## WORK INSTRUCTION
Locate the line that contains "Would you be able to locate the pale" in the entries below. Retype it and all following lines through the final one, character for character.

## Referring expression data

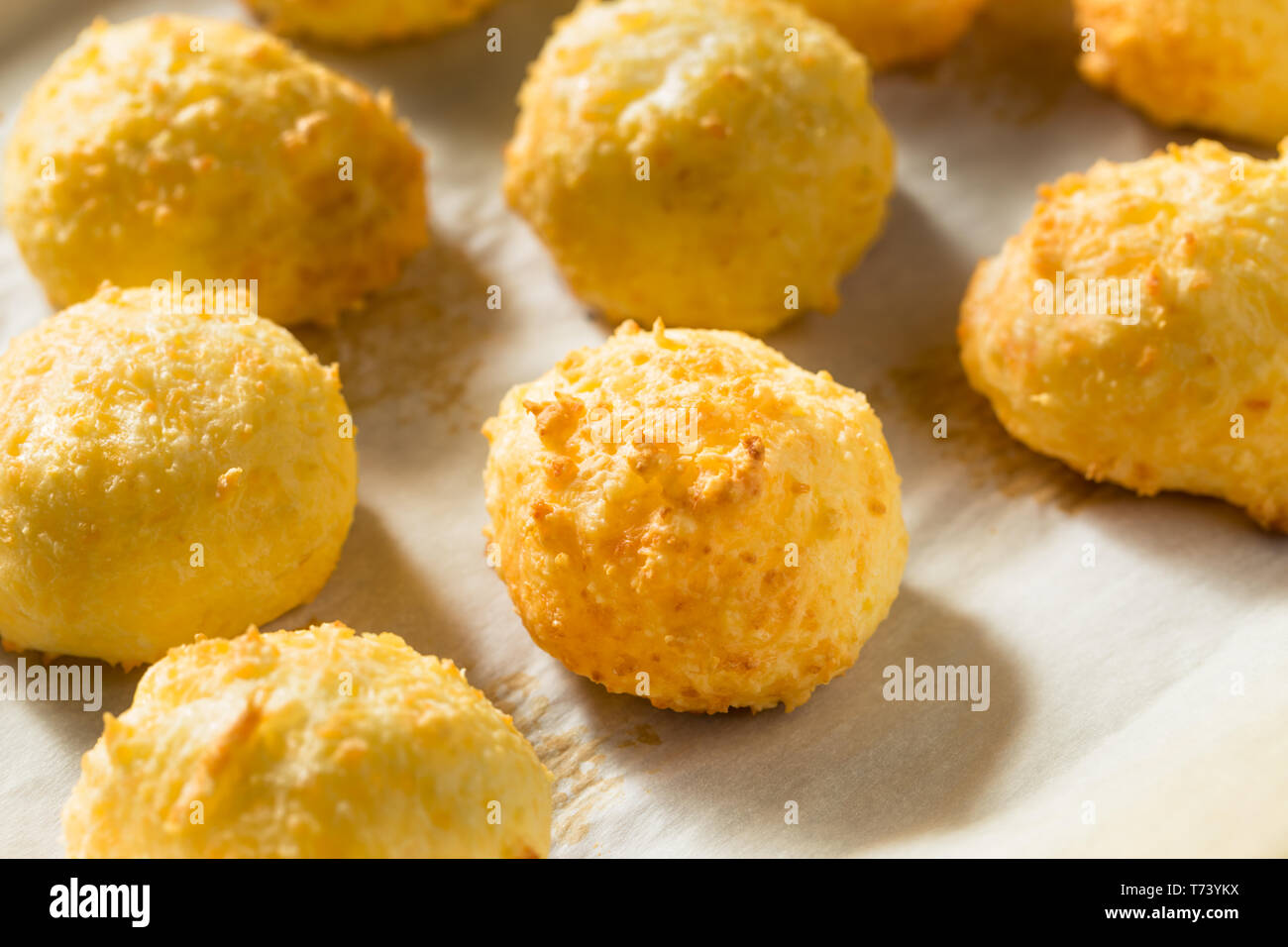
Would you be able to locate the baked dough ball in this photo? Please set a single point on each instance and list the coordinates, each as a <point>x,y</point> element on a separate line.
<point>893,33</point>
<point>163,474</point>
<point>179,145</point>
<point>768,170</point>
<point>1137,326</point>
<point>365,22</point>
<point>692,506</point>
<point>314,744</point>
<point>1212,63</point>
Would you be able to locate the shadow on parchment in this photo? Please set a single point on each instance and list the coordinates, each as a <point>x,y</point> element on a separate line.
<point>408,359</point>
<point>377,587</point>
<point>862,770</point>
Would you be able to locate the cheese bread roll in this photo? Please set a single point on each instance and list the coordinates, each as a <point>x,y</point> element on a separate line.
<point>687,515</point>
<point>179,145</point>
<point>163,474</point>
<point>1136,328</point>
<point>717,162</point>
<point>894,33</point>
<point>1211,63</point>
<point>314,744</point>
<point>365,22</point>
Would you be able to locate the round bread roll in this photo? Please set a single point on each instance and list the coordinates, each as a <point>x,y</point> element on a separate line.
<point>687,515</point>
<point>896,33</point>
<point>163,474</point>
<point>716,162</point>
<point>365,22</point>
<point>1137,326</point>
<point>314,744</point>
<point>172,145</point>
<point>1210,63</point>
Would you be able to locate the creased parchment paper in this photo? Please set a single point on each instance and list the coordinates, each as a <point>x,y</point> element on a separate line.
<point>1137,706</point>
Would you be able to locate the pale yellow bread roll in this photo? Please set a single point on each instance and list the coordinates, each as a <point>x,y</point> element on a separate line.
<point>1215,64</point>
<point>207,149</point>
<point>365,22</point>
<point>163,474</point>
<point>314,744</point>
<point>694,161</point>
<point>896,33</point>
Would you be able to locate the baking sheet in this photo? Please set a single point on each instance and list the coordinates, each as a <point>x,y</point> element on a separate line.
<point>1136,706</point>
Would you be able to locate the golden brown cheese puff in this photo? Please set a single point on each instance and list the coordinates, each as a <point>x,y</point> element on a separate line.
<point>695,159</point>
<point>314,744</point>
<point>894,33</point>
<point>163,474</point>
<point>179,145</point>
<point>365,22</point>
<point>687,515</point>
<point>1211,63</point>
<point>1137,326</point>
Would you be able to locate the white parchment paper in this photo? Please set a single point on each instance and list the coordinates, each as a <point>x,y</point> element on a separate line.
<point>1136,706</point>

## ANSWER TO THIS PROBLEM
Would you be able to locate the pale yellow bread roll in this photo? Please set a single point on each instance and list the coordinates, each as a <point>x,y</point> element on a separate line.
<point>1215,64</point>
<point>207,149</point>
<point>365,22</point>
<point>163,474</point>
<point>314,744</point>
<point>694,161</point>
<point>896,33</point>
Would you be able to locate the baking sheet in this photo? Please set a single point on each instance and list the coordinates, each as a <point>x,y</point> element on a separate line.
<point>1136,706</point>
Would you be able to locate the golden brown cheese puff in this photo? Please set a single point on each instance and list the coordinates, each as a <point>x,y</point> element on a separate line.
<point>695,159</point>
<point>314,744</point>
<point>894,33</point>
<point>163,474</point>
<point>179,145</point>
<point>365,22</point>
<point>687,515</point>
<point>1211,63</point>
<point>1137,326</point>
Would you be able to locate the white parchment paper in this photo? Please set a single point on each instance and list the coordinates, each as a <point>x,y</point> element on a separate line.
<point>1136,706</point>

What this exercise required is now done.